== THE REQUEST ==
Report how many lines in the records below contain the string "grass". Give only the number.

== EXTRACTED MATERIAL ==
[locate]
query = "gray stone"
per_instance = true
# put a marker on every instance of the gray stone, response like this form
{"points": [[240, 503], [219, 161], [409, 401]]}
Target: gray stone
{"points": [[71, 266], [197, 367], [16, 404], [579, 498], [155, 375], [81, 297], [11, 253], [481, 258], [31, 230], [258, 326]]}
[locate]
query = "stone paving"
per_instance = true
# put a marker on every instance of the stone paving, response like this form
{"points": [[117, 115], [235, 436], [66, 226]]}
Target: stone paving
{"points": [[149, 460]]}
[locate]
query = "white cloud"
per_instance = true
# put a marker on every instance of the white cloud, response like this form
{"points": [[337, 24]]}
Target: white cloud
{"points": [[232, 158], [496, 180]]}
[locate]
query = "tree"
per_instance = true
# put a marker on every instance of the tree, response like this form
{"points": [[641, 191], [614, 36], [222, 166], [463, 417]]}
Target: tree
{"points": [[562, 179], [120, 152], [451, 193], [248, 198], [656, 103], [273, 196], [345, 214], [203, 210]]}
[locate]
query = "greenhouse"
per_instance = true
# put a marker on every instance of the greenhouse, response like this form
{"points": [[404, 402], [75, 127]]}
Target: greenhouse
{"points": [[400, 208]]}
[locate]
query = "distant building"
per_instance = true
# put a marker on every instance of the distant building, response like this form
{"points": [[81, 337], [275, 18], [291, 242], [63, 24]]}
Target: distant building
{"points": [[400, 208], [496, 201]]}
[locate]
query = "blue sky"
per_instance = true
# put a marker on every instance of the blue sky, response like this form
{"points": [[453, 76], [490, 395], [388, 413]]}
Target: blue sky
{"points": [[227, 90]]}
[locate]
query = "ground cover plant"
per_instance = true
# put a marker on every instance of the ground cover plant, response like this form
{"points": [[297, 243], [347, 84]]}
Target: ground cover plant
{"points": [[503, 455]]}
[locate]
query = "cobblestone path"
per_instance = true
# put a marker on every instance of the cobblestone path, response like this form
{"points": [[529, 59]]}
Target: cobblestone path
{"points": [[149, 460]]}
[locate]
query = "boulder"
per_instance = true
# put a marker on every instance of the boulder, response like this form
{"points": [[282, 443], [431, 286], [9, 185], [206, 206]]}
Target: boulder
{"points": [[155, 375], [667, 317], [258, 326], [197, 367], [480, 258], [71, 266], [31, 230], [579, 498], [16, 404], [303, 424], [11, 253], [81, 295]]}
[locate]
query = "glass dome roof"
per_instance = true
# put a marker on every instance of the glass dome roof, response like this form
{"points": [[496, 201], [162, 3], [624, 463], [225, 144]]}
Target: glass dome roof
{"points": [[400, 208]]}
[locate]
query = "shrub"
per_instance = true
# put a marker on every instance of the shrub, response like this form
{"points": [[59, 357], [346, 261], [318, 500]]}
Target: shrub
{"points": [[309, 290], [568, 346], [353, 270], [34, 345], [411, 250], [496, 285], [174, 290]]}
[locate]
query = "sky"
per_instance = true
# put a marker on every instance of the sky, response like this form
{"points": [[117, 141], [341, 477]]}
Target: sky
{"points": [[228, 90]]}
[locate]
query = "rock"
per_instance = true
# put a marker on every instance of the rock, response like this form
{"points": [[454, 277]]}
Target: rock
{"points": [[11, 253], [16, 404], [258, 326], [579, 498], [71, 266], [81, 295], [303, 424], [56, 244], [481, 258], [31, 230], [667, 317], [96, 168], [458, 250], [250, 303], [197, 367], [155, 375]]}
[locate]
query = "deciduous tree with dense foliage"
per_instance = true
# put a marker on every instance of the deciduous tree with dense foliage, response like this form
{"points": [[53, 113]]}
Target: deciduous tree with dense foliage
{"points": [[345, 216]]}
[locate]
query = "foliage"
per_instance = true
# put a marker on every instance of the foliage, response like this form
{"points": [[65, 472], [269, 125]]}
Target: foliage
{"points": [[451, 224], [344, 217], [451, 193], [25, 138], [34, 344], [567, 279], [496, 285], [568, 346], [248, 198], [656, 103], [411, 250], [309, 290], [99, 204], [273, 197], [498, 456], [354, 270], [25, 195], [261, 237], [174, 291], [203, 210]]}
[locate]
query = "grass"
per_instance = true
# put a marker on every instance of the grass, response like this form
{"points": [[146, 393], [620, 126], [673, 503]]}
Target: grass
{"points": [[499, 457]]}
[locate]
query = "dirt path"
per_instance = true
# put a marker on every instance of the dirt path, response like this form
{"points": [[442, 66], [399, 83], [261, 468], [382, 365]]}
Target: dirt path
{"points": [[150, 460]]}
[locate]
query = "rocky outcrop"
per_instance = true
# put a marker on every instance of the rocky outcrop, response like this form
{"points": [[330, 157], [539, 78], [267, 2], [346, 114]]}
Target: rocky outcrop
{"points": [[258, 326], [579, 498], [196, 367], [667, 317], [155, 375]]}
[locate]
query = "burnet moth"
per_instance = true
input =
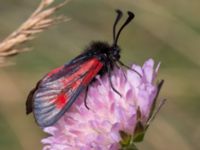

== SOLUTION ==
3